### Text passage
▽

Red Meat and Stroke Risk: Beyond the Headlines

Red meat is back in the news , and once again it’s being singled out as being uniquely bad for you.  Here’s the sound bite: Eating red meat increases stroke risk while eating poultry reduces it.   But, there’s a little bit more to the story. (There usually is.)

First of all, the 28% increase in stroke risk applied to people eating more than half a pound of red meat a day.  That’s two or three servings of red meat every single day–or twice the average amount of red meat consumed by Americans.   Surely that should be part of the story.

But here’s what really makes me crazy. Researchers admitted that they were surprised that eating more fish didn’t seem to reduce stroke risk–but were quick to point out: “There’s a lot of variation in how people cook and prepare fish, and we couldn’t get down to that level.”

Wait a minute.  What about the variation in how people cook and prepare red meat? When the results don’t line up with our preconceived notions (fish: good), we cite unaccounted-for variables.  But when the data show what we expected them to (red meat: bad), the same variables don’t seem to play a role?

Does anyone else detect a white hat bias?

Related content:

Red meat and Colon Cancer Risk

 

9 thoughts on “Red Meat and Stroke Risk: Beyond the Headlines

  1. Thanks for the article, I wonder what TYPE of red meats they are referring to, if high sodium processed products are grouped with lower sodium, lean meats – a study design error often resulting in biased results. Food for thought.

    1. Exactly, Nicolette. In these dietary pattern studies, Big Macs and grass-fed bison steak are in the same category.

  2. Judging by the various apologetic entries you have written on red meat, it seems that your own preconception, i.e., that red meat isn’t as harmful as studies indicate it may be, leads you to make your own unsubstantiated handwaving conjecture. That is, you point out _possible_ flaws and biases in studies whose findings you don’t like without providing proof yourself.

    1. Actually, it’s the inconsistency that bothers me here. The researchers bracket the null findings on fish (“we weren’t able to tell how the fish was prepared”) but don’t seem to acknowledge that the same unknown variable could play a role in the findings on red meat–at least not in the mainstream press.

  3. Monica, have you ever encountered data that would support red meat (anu type) as healthy choice in terms of strokes or heart attacks? Would be nice to know, even surrogate data if it exists.

△

### Data extract
▽

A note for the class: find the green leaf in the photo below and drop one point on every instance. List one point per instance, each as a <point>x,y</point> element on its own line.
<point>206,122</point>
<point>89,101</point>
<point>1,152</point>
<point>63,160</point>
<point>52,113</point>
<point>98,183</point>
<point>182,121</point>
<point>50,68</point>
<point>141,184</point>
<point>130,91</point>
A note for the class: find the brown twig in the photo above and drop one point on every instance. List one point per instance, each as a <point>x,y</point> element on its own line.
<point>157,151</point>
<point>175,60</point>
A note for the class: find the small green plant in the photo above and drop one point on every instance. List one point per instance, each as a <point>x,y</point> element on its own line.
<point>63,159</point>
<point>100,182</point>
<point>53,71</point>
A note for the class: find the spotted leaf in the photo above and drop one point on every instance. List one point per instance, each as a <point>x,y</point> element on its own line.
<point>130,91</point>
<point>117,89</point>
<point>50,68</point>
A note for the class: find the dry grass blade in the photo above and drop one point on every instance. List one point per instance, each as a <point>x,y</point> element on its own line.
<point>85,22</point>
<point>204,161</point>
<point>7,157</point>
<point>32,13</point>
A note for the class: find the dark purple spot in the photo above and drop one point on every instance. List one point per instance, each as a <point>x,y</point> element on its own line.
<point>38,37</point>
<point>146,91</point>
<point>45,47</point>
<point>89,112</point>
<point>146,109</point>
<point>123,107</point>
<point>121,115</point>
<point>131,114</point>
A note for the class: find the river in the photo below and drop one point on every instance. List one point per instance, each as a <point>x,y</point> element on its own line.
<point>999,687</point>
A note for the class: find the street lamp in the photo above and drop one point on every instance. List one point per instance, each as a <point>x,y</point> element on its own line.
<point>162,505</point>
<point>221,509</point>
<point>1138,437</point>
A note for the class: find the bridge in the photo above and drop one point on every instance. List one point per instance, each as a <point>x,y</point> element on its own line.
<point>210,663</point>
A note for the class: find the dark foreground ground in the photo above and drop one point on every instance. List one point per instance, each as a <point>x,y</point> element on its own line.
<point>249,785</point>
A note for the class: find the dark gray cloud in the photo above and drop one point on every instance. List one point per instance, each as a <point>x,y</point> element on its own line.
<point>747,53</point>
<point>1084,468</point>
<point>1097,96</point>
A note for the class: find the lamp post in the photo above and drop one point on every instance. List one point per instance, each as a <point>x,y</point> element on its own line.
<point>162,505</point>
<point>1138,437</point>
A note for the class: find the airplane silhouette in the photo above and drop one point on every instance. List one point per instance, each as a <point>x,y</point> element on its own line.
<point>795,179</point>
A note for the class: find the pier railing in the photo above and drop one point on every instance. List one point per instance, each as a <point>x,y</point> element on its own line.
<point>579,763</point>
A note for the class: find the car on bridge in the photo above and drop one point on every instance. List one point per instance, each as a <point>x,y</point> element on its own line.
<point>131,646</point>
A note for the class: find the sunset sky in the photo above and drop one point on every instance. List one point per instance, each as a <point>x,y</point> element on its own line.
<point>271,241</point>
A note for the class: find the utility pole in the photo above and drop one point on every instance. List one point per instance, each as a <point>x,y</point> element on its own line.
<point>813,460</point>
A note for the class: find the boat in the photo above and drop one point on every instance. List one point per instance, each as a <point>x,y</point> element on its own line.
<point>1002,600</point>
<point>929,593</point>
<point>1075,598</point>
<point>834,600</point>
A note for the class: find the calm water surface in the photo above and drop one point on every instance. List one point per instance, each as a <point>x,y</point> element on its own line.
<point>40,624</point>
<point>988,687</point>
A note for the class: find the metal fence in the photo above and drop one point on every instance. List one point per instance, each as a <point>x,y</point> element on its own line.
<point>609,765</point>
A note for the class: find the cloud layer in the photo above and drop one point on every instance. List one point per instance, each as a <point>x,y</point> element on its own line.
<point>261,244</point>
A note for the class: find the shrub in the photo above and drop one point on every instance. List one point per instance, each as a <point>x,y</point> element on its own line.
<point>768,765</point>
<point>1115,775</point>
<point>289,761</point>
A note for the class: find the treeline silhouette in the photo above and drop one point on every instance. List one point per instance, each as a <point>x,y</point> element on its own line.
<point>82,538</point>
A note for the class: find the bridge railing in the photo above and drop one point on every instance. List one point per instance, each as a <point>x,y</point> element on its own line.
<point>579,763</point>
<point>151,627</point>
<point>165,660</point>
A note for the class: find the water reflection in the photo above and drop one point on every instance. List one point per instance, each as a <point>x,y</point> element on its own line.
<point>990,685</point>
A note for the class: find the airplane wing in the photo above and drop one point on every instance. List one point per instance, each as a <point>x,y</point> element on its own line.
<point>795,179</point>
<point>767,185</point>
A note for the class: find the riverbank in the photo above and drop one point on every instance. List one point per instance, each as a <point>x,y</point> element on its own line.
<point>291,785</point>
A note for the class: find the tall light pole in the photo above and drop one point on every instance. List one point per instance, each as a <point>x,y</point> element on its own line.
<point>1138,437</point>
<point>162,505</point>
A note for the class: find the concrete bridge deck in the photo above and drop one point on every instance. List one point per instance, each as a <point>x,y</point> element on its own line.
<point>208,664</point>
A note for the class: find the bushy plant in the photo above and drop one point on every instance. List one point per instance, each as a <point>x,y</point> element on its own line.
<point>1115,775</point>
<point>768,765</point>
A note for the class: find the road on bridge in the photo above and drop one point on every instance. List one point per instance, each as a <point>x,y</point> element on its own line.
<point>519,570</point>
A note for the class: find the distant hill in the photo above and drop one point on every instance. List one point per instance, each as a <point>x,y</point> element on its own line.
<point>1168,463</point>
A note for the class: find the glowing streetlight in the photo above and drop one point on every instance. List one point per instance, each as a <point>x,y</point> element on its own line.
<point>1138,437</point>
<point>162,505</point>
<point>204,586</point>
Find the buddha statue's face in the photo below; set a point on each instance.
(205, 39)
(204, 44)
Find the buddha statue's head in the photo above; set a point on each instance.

△

### Brief
Rewrite the part of the article on red meat and stroke risk that opens with the words containing "9 thoughts on" and closes with "providing proof yourself.", replacing "bison" with "venison". Nothing in the lines is needed for this.

### Output of the exercise
9 thoughts on “Red Meat and Stroke Risk: Beyond the Headlines

  1. Thanks for the article, I wonder what TYPE of red meats they are referring to, if high sodium processed products are grouped with lower sodium, lean meats – a study design error often resulting in biased results. Food for thought.

    1. Exactly, Nicolette. In these dietary pattern studies, Big Macs and grass-fed venison steak are in the same category.

  2. Judging by the various apologetic entries you have written on red meat, it seems that your own preconception, i.e., that red meat isn’t as harmful as studies indicate it may be, leads you to make your own unsubstantiated handwaving conjecture. That is, you point out _possible_ flaws and biases in studies whose findings you don’t like without providing proof yourself.